[Opening PROVIDED INFORMATION section]

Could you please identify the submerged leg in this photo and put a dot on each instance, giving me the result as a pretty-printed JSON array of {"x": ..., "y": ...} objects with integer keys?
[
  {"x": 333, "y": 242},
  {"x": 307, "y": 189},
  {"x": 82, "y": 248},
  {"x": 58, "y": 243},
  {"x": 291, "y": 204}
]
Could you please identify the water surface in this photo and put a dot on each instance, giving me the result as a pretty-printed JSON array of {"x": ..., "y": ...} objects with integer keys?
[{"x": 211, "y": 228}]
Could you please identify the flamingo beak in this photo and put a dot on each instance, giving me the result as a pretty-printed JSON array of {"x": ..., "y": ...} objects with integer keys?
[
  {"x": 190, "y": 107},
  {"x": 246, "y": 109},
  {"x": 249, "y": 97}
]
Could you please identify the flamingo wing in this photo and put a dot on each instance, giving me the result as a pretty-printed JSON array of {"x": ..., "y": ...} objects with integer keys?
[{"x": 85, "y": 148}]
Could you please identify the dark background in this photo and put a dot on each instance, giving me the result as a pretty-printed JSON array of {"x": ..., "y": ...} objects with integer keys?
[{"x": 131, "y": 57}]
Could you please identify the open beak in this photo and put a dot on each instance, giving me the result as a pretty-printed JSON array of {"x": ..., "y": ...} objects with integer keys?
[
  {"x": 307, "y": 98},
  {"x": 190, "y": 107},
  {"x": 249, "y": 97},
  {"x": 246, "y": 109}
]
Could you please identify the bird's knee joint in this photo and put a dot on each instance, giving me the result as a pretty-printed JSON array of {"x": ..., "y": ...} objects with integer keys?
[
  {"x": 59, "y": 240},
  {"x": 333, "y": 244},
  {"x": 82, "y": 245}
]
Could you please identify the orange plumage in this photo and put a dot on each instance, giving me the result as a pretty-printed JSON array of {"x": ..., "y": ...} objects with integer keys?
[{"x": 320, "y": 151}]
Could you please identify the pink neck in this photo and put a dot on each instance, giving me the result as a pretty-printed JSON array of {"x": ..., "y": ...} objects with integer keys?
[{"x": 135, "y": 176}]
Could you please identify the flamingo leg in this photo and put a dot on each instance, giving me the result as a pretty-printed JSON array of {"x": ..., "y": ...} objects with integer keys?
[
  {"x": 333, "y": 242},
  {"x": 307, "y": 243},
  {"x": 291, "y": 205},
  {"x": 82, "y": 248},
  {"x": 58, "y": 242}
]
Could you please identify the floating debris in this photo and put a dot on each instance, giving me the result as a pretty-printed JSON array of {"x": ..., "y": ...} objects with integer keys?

[Closing PROVIDED INFORMATION section]

:: EXERCISE OBJECTIVE ::
Repeat the material above exactly and in full.

:: RESULT ::
Could you please identify the submerged leg in this photo and put a dot on each instance, giving me the result as a pretty-printed JSON array of {"x": ..., "y": ...} objects with integer keys?
[
  {"x": 333, "y": 242},
  {"x": 307, "y": 189},
  {"x": 82, "y": 248},
  {"x": 58, "y": 243},
  {"x": 291, "y": 204}
]
Could you please identify the water surface in this photo and put a dot on each instance, giving me the result as a pretty-printed JSON array of {"x": ..., "y": ...} objects with integer keys?
[{"x": 211, "y": 228}]
Could you please identify the flamingo beak in this photo and put a dot on each instance, giving me the result as a pretty-printed JSON array of {"x": ..., "y": ...} objects with integer keys?
[
  {"x": 190, "y": 107},
  {"x": 246, "y": 109},
  {"x": 249, "y": 97}
]
Could you please identify the flamingo wing in this photo and put a dot on each instance, giving me the result as a pretty-printed JSON array of {"x": ..., "y": ...} objects with integer keys?
[{"x": 85, "y": 148}]
Could you please identify the dark background in this photo and put a dot on each instance, giving me the result as a pretty-printed JSON array of {"x": ..., "y": ...} objects with integer keys?
[{"x": 131, "y": 57}]
Could you please identify the open beak in this photo and put a dot on each instance, giving me the result as a pretty-printed JSON array of {"x": ..., "y": ...} objects with integer keys?
[
  {"x": 307, "y": 98},
  {"x": 190, "y": 107},
  {"x": 249, "y": 97},
  {"x": 246, "y": 109}
]
Could you please identify the bird's knee joint in this photo and put a dot on each instance, giving me the result as a pretty-printed JSON array of {"x": ..., "y": ...} objects with integer keys?
[
  {"x": 59, "y": 240},
  {"x": 333, "y": 244},
  {"x": 82, "y": 245}
]
Could you please identify the orange plumage in this photo and put a dot on each instance, giving me the result as a pretty-printed JSON array of {"x": ..., "y": ...} objects with integer keys?
[{"x": 320, "y": 151}]
Could you please identify the pink neck in this photo and put a dot on each instance, giving me the result as a pretty-printed JSON array of {"x": ..., "y": ...} objects with integer keys?
[{"x": 135, "y": 176}]
Could you please identify the flamingo leg in this photo and put a dot on each instance, giving me the result as a pretty-printed JSON array of {"x": ..., "y": ...} objects with integer keys?
[
  {"x": 333, "y": 242},
  {"x": 307, "y": 243},
  {"x": 291, "y": 205},
  {"x": 82, "y": 248},
  {"x": 58, "y": 242}
]
Could you please identify the floating debris in this photo and put a dot on each instance, giving me the result as a pretty-printed JSON array of {"x": ..., "y": ...} objects with integer keys?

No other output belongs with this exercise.